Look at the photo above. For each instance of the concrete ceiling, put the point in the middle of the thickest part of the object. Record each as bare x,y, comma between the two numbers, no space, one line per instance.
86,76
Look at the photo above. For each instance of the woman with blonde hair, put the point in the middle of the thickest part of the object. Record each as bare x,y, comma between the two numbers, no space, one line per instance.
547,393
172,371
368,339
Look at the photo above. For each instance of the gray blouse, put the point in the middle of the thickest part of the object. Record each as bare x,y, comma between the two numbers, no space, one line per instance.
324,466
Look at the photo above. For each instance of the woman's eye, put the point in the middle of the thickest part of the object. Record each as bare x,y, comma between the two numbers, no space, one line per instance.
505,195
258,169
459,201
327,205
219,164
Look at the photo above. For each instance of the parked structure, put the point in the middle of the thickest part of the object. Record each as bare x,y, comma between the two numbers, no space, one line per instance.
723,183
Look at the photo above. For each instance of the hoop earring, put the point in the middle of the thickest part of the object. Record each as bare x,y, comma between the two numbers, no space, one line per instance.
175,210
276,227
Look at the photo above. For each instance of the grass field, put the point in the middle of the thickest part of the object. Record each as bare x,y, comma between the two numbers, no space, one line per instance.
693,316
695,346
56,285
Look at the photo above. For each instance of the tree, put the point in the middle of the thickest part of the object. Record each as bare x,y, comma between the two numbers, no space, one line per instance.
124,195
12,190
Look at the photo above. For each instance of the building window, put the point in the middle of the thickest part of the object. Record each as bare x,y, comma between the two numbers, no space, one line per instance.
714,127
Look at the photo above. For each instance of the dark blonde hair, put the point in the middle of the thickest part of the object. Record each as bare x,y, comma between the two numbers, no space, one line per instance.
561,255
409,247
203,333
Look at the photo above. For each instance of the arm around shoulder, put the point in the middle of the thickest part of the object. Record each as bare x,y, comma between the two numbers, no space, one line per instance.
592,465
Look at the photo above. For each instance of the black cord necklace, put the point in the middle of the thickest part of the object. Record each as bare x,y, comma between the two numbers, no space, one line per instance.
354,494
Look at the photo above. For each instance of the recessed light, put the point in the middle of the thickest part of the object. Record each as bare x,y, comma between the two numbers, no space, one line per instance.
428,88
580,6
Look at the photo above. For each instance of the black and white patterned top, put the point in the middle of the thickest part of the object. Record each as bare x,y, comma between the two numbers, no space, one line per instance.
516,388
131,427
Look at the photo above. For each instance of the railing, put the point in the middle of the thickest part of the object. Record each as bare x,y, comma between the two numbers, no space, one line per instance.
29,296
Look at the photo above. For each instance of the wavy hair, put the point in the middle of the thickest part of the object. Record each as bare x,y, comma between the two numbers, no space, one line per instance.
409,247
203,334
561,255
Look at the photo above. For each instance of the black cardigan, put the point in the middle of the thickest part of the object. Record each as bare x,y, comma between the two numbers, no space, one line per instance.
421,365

□ □ □ □ □

Task details: Recopy the entries above in their entirety, exactly.

Response area:
Look at the photo above. For each instance of the concrete ceiling, put the point in the middle of the thickest part of the object. Record each as bare x,y, comma between the two numbers, no space, one line per instance.
86,76
Look at the photo above. For each instance of the woman with blonde hair, put the point in the middle of the thickest part of the object. Record each as bare x,y, comma between the two numbers, no space, one line per instance.
547,393
172,371
368,339
Look at the photo above. For each instance of the gray blouse, put the point in the middle of the thickest part of the object. Record each as bare x,y, comma between the two numbers, no space, one line per instance.
324,466
Look at the photo above. For each instance of the woman's eye, put the point in the middle of the thickest part of the object. Record each as bare x,y, comma between the two numbers, no space, one line per instance.
505,195
258,169
459,201
327,205
219,164
Look at the photo above. For each instance of the parked structure, put the point in the middle of the thickest part of the object. Record each as bare x,y, comma between the two numbers, no space, one line per instance.
723,183
Look at the photo above. For each instance of the hoop earring, put the point in the middle of the thickest part of the object. Record each as bare x,y, comma between the two numbers, no space, one line per instance.
175,210
276,227
Look at the photo above. For each instance of the grass field, put the point in the middle of the thickest part of the object. Record each as bare x,y, comma between the two numbers, no space, one line per instance.
693,316
695,346
56,285
Look at the photo above. For each instance of the tree, put the point in the middle of the thickest part of the object. Record each as bare x,y, comma between the two numbers, no space, one line per instance.
124,195
12,190
Look at the photo above. For each instance of the building window, put the point in the middle of the thickest part of the object. Record each as bare x,y, comma between the two numbers, no space, one line per instance.
714,127
Look at the photo above. For each instance of the dark blonde hair, put the point in the middle of the thickest part of the object. Record each as bare x,y, comma between the two numbers, no space, one line per instance.
561,255
409,247
203,333
Look at the photo above. For each instance of the arm around shoulder, put the point in the middle of the thickest part of the object. Record each as bare x,y, comma between the two numbers, no space, one line per instance.
592,465
Look at the photo above. For each instance of the black cord necklace, put the point in the middle of the thickest part of the object. Record each as bare x,y, comma between the two numbers, no space, one line per instance.
354,494
Look at the photo above. For each instance of the recessed light, put the point in the middle of the thickest part of the object. Record each as bare x,y, comma between the two numbers, no space, one line per instance.
428,88
580,6
Look at the photo above. For each instance of the black and white patterned top, put the point in the middle of the thickest part of the object. Record each as bare x,y, comma between the two numbers, no space, one line per instance.
516,388
131,427
Look at the photo above. For each instance of the railing, put the point in the middle of the thickest part of the object. Record each as bare x,y, comma between the two numbers, no space, one line per instance.
29,296
Look at the photo above. For each instance of the wavy hair, put the point in the middle of the thickest part of the object. Record each as bare x,y, comma between the two numbers, no space, one line per instance.
409,247
203,334
561,255
Look at the photo above. For each instance of the black cardigan, put the point in the middle of the thickest part of the object. Record each as bare x,y, comma between the two numbers, no space, one line per instance.
421,365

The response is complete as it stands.